EXTRACTED INFORMATION

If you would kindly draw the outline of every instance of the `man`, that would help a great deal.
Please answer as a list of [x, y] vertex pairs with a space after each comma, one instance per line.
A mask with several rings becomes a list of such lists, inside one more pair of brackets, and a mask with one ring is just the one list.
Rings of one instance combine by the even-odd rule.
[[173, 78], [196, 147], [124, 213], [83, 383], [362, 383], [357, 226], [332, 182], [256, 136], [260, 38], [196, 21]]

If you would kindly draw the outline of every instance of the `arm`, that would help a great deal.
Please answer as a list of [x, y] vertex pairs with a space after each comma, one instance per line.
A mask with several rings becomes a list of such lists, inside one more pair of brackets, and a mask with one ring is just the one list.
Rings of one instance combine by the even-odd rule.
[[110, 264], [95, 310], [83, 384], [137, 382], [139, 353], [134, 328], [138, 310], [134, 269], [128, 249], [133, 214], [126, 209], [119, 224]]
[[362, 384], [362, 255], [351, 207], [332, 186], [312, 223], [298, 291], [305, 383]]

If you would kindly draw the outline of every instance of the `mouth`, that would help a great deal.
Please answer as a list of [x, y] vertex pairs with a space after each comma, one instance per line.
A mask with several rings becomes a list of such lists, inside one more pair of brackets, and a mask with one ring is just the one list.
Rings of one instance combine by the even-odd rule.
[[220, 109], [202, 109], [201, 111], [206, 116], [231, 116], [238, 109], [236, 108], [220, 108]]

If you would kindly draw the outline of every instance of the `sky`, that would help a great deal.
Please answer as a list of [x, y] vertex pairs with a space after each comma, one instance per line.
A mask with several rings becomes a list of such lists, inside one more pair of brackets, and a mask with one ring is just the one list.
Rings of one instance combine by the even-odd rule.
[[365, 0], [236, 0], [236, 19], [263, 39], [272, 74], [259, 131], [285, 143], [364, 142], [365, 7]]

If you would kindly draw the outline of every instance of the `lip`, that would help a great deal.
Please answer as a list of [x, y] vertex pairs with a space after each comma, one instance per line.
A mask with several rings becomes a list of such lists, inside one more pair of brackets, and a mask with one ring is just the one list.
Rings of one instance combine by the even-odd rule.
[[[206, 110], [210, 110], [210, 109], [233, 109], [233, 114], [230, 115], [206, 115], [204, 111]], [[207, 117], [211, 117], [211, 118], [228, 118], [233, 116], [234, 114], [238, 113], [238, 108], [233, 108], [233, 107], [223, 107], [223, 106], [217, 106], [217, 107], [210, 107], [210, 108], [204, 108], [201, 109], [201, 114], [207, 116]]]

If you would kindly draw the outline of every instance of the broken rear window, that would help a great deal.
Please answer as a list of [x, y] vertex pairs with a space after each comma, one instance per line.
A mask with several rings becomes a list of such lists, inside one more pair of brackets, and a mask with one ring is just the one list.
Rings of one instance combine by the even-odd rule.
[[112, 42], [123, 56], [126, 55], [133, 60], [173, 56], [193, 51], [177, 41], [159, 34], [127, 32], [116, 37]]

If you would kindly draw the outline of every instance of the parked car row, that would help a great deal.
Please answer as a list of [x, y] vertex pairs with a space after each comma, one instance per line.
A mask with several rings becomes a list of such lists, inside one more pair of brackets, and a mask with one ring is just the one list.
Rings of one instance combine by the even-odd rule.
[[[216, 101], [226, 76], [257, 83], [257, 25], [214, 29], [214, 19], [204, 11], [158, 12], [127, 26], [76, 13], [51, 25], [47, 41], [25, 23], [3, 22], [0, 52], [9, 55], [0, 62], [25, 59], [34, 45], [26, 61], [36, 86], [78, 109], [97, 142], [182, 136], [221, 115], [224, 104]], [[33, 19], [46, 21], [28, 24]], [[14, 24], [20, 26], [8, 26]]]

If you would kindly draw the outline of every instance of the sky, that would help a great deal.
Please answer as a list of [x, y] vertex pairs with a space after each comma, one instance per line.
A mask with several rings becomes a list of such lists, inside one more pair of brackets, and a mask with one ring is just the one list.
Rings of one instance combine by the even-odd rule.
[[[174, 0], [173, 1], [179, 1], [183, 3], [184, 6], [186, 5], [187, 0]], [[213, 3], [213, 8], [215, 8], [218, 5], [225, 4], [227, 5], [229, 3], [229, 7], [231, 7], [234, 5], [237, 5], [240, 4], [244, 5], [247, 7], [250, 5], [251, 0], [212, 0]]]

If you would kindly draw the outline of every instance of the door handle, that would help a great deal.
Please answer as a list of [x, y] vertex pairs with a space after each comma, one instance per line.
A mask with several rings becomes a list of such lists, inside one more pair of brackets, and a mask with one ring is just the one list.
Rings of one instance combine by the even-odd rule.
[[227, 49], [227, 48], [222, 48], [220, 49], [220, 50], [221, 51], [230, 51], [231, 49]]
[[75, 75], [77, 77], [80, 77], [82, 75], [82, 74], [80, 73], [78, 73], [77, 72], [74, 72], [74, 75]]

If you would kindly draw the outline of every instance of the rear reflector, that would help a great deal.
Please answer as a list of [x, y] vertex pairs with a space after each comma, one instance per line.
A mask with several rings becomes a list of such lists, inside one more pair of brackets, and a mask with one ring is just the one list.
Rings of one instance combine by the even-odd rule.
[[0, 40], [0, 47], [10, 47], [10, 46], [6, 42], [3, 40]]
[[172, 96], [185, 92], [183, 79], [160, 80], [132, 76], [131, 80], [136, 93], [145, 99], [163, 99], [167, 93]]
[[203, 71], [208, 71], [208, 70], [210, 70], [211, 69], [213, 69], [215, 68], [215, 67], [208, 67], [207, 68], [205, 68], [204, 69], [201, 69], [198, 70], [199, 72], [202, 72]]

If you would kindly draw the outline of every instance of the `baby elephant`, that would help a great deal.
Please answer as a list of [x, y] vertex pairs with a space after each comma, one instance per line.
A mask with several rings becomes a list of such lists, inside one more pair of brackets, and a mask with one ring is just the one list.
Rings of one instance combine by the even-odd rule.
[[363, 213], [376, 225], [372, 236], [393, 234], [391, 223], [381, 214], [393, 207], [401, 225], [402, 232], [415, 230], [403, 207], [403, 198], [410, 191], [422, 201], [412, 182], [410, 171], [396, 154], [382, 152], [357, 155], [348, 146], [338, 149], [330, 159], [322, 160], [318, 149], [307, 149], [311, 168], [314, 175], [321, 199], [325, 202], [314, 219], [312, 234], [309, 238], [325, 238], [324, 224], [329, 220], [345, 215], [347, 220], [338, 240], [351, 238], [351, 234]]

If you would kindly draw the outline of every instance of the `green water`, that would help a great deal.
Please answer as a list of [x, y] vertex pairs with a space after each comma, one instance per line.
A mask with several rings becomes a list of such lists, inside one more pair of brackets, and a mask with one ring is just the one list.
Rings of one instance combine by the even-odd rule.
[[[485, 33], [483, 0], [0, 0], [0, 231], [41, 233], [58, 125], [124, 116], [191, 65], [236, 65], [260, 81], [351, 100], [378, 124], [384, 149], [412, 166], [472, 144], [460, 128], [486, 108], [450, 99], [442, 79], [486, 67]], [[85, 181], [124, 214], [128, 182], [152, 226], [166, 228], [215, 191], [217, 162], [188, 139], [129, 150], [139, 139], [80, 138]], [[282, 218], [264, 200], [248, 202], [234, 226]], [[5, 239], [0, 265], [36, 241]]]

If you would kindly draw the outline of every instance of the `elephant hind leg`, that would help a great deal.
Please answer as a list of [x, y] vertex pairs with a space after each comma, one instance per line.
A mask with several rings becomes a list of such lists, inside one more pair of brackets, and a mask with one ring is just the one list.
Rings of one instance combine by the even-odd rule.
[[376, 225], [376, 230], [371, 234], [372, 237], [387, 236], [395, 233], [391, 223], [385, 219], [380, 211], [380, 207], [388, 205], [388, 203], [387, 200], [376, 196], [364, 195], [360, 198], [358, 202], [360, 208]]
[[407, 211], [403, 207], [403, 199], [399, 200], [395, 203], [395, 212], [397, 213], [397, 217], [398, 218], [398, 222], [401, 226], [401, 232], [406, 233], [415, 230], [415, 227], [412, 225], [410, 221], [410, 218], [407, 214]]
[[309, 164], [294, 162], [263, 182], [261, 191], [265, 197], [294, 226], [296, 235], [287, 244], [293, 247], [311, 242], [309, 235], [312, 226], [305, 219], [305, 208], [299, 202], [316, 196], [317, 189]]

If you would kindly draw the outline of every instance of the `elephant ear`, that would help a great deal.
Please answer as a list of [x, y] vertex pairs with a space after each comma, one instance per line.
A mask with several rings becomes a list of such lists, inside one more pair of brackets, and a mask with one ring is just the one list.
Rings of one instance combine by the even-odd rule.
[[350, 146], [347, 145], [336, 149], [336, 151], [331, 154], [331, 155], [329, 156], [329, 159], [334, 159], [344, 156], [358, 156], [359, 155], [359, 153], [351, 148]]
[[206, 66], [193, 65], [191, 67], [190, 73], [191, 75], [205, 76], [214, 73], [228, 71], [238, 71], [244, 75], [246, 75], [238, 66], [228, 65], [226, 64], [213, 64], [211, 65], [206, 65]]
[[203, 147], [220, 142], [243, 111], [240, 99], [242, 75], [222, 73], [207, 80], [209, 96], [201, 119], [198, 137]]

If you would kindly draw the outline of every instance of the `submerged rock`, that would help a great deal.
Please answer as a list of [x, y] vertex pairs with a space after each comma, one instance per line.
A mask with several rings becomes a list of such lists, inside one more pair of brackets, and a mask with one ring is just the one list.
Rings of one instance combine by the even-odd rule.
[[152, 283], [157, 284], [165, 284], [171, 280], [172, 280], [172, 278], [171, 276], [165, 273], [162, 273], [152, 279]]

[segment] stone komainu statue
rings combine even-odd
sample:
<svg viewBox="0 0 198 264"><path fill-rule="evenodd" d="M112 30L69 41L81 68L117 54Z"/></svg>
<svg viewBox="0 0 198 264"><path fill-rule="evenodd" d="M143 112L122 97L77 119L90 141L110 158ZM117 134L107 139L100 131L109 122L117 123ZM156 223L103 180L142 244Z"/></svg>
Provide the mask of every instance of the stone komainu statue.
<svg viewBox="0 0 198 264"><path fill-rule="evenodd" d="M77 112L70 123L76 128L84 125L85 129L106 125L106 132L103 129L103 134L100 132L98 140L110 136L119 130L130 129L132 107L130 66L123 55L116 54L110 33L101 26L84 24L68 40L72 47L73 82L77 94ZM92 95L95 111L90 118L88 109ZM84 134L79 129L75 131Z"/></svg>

WHAT THE TASK REQUIRES
Which lines of the records run from the one containing "window, that would help a great deal." through the one containing "26], [8, 26]]]"? Echo those lines back exactly, both ends included.

OUTPUT FOR THIS TASK
If you would kindly draw the outline of every instance of the broken rear window, that would help a great deal.
Please answer as a list of [x, y] vertex pairs with a space after each comma, one instance per line.
A mask with several rings becomes a list of such lists, inside one more pair of brackets, and a mask with one ring is just the one list.
Rings of one instance combine by the even-odd rule.
[[112, 42], [123, 56], [126, 55], [133, 60], [173, 56], [193, 51], [177, 41], [159, 34], [127, 32], [116, 37]]

If you would kindly draw the outline of every instance of the parked car row, that would help a great deal.
Please answer as a list of [x, y] vertex pairs with a space after each comma, one instance per line.
A mask with several rings becomes a list of such lists, inside one more pair of brackets, and a mask with one ring is just the one list.
Rings of one instance combine by the even-odd rule.
[[[216, 101], [226, 76], [257, 83], [257, 25], [214, 29], [214, 19], [204, 11], [158, 12], [127, 26], [76, 13], [51, 25], [47, 41], [25, 23], [3, 22], [0, 52], [9, 55], [0, 62], [25, 59], [34, 45], [26, 61], [36, 86], [78, 109], [97, 142], [182, 136], [221, 115], [224, 104]], [[33, 19], [46, 21], [28, 24]], [[14, 24], [20, 26], [8, 26]]]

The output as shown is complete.